- _SELECTED PASSAGE_
Crypto Regulations | February 2, 2023

January Update on Crypto Regulatory Affairs 

by the Crystal compliance team

January Update on Crypto Regulatory Affairs

The year 2023 is already well underway. January was by no means a slow month, and we expect a trend to continue and many changes in the regulations surrounding cryptocurrencies in the coming months. In a nutshell, the New York Department of Financial Services released a new settlement and guidelines while the new wave of fraud and cybercrimes plagues the crypto world. This poses a significant challenge for the industry as it tries to maintain its credibility. European Union voted in favor of capital requirements on banks holding crypto assets; while France passed mandatory licensing for all crypto firms. 

Capital requirements on banks holding crypto assets from European Union 

On January 24, 2023, the European Parliament’s Economic and Monetary Affairs Committee voted in favor of a draft bill that imposes “prohibitive” capital requirements on banks holding crypto assets, citing the need for stricter regulations in response to the recent market turmoil.  

Due to the rapid emergence and evolution of cryptocurrencies, the increasing number of banks’ exposure to these assets has raised concerns about their potential impact on the country’s financial stability. Existing regulations do not take into account the risks associated with these assets. 

Crypto-asset exposures shall receive a risk weight of 1250% to the greater of the absolute value of the aggregate long positions and the absolute value of the aggregate short positions in the crypto-asset. Also, unbacked crypto holdings in the highest possible risk tier, placing a 2% capital limit on banks holding unbacked cryptocurrencies. 

The proposed legislation is expected to be issued in January 2025.

- _STATED GOAL 1_
In the entries, change "short sleeve" to "long sleeve" in the lines from the line with "TARGET = short sleeve" through the end of the entries, and write out those lines with nothing else altered.
The crypto regulation update and the entries that follow it have no connection to each other.

- _DATA ROWS_
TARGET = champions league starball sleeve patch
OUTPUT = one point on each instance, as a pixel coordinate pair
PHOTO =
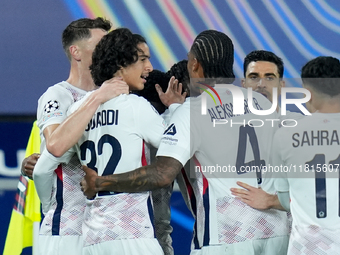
(51, 106)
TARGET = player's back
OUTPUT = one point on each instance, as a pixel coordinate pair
(312, 150)
(229, 148)
(65, 215)
(113, 143)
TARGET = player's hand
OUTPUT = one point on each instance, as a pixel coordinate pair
(88, 183)
(112, 88)
(27, 165)
(173, 93)
(254, 197)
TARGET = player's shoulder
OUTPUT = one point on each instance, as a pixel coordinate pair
(62, 88)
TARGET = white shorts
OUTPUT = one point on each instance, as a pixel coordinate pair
(140, 246)
(268, 246)
(60, 245)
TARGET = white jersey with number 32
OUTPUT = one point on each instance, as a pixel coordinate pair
(113, 143)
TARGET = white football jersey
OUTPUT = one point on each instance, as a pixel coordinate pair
(226, 148)
(312, 153)
(65, 216)
(113, 143)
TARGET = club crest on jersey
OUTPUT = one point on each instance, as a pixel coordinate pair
(51, 106)
(171, 130)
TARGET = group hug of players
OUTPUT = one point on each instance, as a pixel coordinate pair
(96, 130)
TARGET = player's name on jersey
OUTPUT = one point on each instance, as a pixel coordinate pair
(315, 137)
(225, 111)
(103, 118)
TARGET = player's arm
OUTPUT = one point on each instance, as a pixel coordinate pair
(157, 175)
(61, 137)
(256, 197)
(43, 176)
(27, 165)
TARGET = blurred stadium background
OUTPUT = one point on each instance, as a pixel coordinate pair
(32, 59)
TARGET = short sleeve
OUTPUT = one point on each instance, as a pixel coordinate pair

- _STATED GOAL 2_
According to the crypto regulation update, on what date did the European Parliament's Economic and Monetary Affairs Committee vote in favor of the draft bill on banks holding crypto assets?

- _ANSWER 1_
TARGET = long sleeve
OUTPUT = one point on each instance, as a pixel coordinate pair

- _ANSWER 2_
January 24, 2023.